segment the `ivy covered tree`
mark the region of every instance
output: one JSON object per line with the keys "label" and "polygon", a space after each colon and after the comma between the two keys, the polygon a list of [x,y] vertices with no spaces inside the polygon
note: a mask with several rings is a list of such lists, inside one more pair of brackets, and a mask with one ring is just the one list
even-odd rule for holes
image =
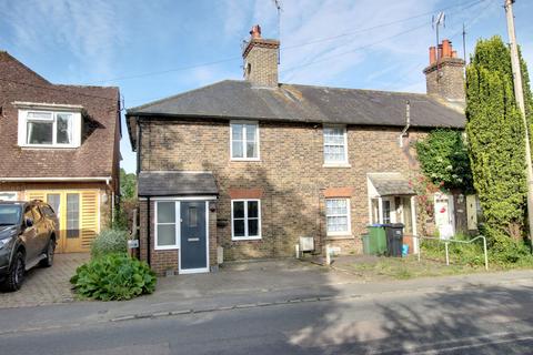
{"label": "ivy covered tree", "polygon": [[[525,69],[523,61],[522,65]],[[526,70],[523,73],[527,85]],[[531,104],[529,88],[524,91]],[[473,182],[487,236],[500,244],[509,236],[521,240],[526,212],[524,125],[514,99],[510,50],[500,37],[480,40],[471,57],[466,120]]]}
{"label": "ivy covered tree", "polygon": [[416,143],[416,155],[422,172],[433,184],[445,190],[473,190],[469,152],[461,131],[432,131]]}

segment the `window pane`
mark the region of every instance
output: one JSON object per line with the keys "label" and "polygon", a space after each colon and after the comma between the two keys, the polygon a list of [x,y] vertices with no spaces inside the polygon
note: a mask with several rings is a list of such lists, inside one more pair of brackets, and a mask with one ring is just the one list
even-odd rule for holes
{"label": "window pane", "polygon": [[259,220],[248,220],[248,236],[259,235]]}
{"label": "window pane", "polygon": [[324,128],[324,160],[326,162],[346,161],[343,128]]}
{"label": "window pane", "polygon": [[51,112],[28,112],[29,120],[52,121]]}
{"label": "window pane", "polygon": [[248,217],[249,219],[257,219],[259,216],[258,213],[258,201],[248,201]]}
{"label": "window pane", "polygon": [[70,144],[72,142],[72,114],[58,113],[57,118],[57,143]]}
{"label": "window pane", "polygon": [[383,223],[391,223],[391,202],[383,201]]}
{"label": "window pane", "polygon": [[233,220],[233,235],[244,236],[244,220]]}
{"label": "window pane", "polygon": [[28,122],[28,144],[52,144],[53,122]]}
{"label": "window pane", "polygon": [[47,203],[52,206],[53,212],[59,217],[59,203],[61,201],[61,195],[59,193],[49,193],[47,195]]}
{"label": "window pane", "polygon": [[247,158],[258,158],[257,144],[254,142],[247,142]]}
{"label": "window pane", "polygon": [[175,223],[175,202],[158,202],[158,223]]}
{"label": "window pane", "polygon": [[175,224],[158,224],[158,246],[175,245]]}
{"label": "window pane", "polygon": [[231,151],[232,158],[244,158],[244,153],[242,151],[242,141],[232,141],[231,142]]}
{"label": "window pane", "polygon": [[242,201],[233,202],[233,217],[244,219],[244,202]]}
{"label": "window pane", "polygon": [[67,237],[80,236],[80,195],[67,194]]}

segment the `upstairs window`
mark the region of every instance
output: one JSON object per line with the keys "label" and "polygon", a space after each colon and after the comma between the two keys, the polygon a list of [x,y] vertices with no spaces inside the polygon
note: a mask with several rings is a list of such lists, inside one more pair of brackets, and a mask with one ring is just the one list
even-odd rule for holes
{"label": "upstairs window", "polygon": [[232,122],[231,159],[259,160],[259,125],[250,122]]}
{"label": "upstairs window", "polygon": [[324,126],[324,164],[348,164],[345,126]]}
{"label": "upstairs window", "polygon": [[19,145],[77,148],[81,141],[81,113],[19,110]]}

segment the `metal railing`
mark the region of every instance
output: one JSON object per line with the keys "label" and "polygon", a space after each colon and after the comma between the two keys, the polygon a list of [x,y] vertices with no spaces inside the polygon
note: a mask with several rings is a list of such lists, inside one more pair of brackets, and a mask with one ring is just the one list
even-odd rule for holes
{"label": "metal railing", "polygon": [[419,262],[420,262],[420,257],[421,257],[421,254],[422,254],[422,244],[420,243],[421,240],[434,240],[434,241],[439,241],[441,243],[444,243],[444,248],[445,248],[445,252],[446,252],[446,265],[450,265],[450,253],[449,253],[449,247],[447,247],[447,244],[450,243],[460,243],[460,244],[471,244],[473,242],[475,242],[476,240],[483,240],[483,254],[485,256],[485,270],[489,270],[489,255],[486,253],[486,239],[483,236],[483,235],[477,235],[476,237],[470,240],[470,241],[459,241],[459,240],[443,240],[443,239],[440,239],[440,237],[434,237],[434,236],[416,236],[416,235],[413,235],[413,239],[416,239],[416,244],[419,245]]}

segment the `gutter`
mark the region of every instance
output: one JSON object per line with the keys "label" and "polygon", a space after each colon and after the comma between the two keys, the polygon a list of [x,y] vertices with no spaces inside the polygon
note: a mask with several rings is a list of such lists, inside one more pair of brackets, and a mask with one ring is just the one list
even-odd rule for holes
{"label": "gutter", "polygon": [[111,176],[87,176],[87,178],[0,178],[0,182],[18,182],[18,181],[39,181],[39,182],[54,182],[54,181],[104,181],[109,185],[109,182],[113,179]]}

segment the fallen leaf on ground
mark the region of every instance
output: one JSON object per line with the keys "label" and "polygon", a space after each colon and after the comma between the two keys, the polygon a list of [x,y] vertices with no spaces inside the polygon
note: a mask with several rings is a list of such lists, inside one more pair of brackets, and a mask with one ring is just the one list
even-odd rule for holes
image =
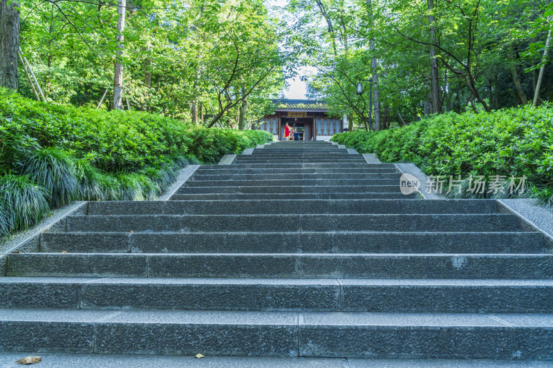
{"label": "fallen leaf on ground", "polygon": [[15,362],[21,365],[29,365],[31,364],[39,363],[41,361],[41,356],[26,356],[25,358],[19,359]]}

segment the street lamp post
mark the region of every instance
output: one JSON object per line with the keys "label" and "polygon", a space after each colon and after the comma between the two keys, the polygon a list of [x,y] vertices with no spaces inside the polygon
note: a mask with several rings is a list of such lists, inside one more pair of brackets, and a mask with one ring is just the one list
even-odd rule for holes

• • • •

Énoncé:
Mettez en forme toutes ces lignes dans un tableau Markdown à deux colonnes, « Numéro » pour le numéro de chaque ligne et « Ligne » pour son texte, sans les lignes vides. N'incluez pas les images dans la réponse.

Réponse attendue:
| Numéro | Ligne |
|---|---|
| 1 | segment the `ivy covered tree` |
| 2 | mark the region of every instance |
| 3 | output: one JSON object per line with the keys "label" and "polygon", a space after each colon and after the comma between the two keys, the polygon a list of [x,y] vertices with no spaces inside the polygon |
| 4 | note: a mask with several rings is a list of such lists, inside one more pair of brackets, and a mask with one ring is just the one list |
| 5 | even-odd rule for holes |
| 6 | image = |
| 7 | {"label": "ivy covered tree", "polygon": [[[525,69],[523,61],[522,65]],[[526,70],[523,73],[527,85]],[[531,104],[529,88],[524,91]],[[473,182],[487,236],[500,244],[509,236],[521,240],[526,212],[524,125],[514,99],[510,50],[500,37],[480,40],[471,57],[466,120]]]} |
| 8 | {"label": "ivy covered tree", "polygon": [[416,143],[416,155],[422,172],[433,184],[445,190],[473,190],[469,152],[461,131],[432,131]]} |
| 9 | segment the `window pane` |
| 10 | mark the region of every instance |
| 11 | output: one JSON object per line with the keys "label" and "polygon", a space after each colon and after the comma between the two keys, the polygon a list of [x,y] vertices with no spaces inside the polygon |
| 12 | note: a mask with several rings is a list of such lists, inside one more pair of brackets, and a mask with one ring is just the one list |
| 13 | even-odd rule for holes |
| 14 | {"label": "window pane", "polygon": [[259,220],[248,220],[248,236],[259,235]]} |
| 15 | {"label": "window pane", "polygon": [[324,128],[324,160],[326,162],[346,161],[343,128]]} |
| 16 | {"label": "window pane", "polygon": [[51,112],[28,112],[29,120],[52,121]]} |
| 17 | {"label": "window pane", "polygon": [[248,217],[249,219],[257,219],[259,216],[258,213],[258,201],[248,201]]} |
| 18 | {"label": "window pane", "polygon": [[70,144],[72,142],[72,114],[58,113],[57,118],[57,143]]} |
| 19 | {"label": "window pane", "polygon": [[383,223],[391,223],[391,202],[383,201]]} |
| 20 | {"label": "window pane", "polygon": [[233,220],[233,235],[244,236],[244,220]]} |
| 21 | {"label": "window pane", "polygon": [[28,122],[28,144],[52,144],[53,122]]} |
| 22 | {"label": "window pane", "polygon": [[47,203],[52,206],[53,212],[59,217],[59,203],[61,201],[61,195],[59,193],[49,193],[47,195]]} |
| 23 | {"label": "window pane", "polygon": [[247,158],[258,158],[257,144],[254,142],[247,142]]} |
| 24 | {"label": "window pane", "polygon": [[175,223],[175,202],[158,202],[158,223]]} |
| 25 | {"label": "window pane", "polygon": [[175,224],[158,224],[158,246],[175,245]]} |
| 26 | {"label": "window pane", "polygon": [[231,151],[232,158],[244,158],[244,153],[242,151],[242,141],[232,141],[231,142]]} |
| 27 | {"label": "window pane", "polygon": [[242,201],[233,202],[233,217],[244,219],[244,202]]} |
| 28 | {"label": "window pane", "polygon": [[67,237],[80,236],[80,195],[67,194]]} |
| 29 | segment the `upstairs window` |
| 30 | mark the region of every instance |
| 31 | output: one JSON object per line with the keys "label" and "polygon", a space after each colon and after the comma between the two keys, the polygon a list of [x,y] vertices with no spaces inside the polygon |
| 32 | note: a mask with several rings is a list of such lists, inside one more pair of brackets, and a mask with one ring is just the one list |
| 33 | even-odd rule for holes |
| 34 | {"label": "upstairs window", "polygon": [[232,122],[231,159],[259,160],[259,125],[250,122]]} |
| 35 | {"label": "upstairs window", "polygon": [[324,126],[324,164],[348,164],[345,126]]} |
| 36 | {"label": "upstairs window", "polygon": [[19,145],[77,148],[81,141],[81,113],[19,110]]} |
| 37 | segment the `metal railing` |
| 38 | mark the region of every instance |
| 39 | output: one JSON object per line with the keys "label" and "polygon", a space after each colon and after the comma between the two keys, the polygon a list of [x,y] vertices with no spaces inside the polygon |
| 40 | note: a mask with several rings is a list of such lists, inside one more pair of brackets, and a mask with one ring is just the one list |
| 41 | even-odd rule for holes |
| 42 | {"label": "metal railing", "polygon": [[419,262],[420,262],[420,257],[421,257],[421,254],[422,254],[422,244],[420,243],[421,240],[434,240],[434,241],[439,241],[441,243],[444,243],[444,248],[445,248],[445,252],[446,252],[446,265],[450,265],[450,253],[449,253],[449,247],[447,247],[447,244],[450,243],[460,243],[460,244],[471,244],[473,242],[475,242],[476,240],[483,240],[483,254],[485,256],[485,270],[489,270],[489,255],[486,253],[486,239],[483,236],[483,235],[477,235],[476,237],[470,240],[470,241],[459,241],[459,240],[443,240],[443,239],[440,239],[440,237],[434,237],[434,236],[416,236],[416,235],[413,235],[413,239],[416,239],[416,244],[419,245]]} |
| 43 | segment the `gutter` |
| 44 | mark the region of every instance |
| 45 | output: one JSON object per line with the keys "label" and "polygon", a space after each colon and after the comma between the two keys, the polygon a list of [x,y] vertices with no spaces inside the polygon |
| 46 | note: a mask with several rings is a list of such lists, inside one more pair of brackets, and a mask with one ring is just the one list |
| 47 | even-odd rule for holes |
| 48 | {"label": "gutter", "polygon": [[111,176],[87,176],[87,178],[0,178],[0,182],[18,182],[18,181],[39,181],[39,182],[54,182],[54,181],[104,181],[109,185],[109,182],[113,179]]} |
| 49 | segment the fallen leaf on ground |
| 50 | mark the region of every instance |
| 51 | output: one JSON object per line with the keys "label" and "polygon", a space after each colon and after the comma between the two keys, the polygon a list of [x,y] vertices with no spaces inside the polygon |
| 52 | note: a mask with several rings is a list of such lists, inside one more pair of brackets, and a mask with one ring is just the one list |
| 53 | even-odd rule for holes |
| 54 | image = |
| 55 | {"label": "fallen leaf on ground", "polygon": [[15,362],[21,365],[29,365],[31,364],[39,363],[41,361],[41,356],[26,356],[25,358],[19,359]]} |
| 56 | segment the street lamp post |
| 57 | mark the region of every instance |
| 58 | output: one JSON object per line with the keys "label" and "polygon", a space after each colon and after the comma between the two keys, the polygon a list of [x,y] vertices with no spaces inside the polygon |
| 59 | note: a mask with several rings is a list of such lists, inside one more pair of brackets, and a mask with one ring is just the one list |
| 60 | even-odd rule for holes |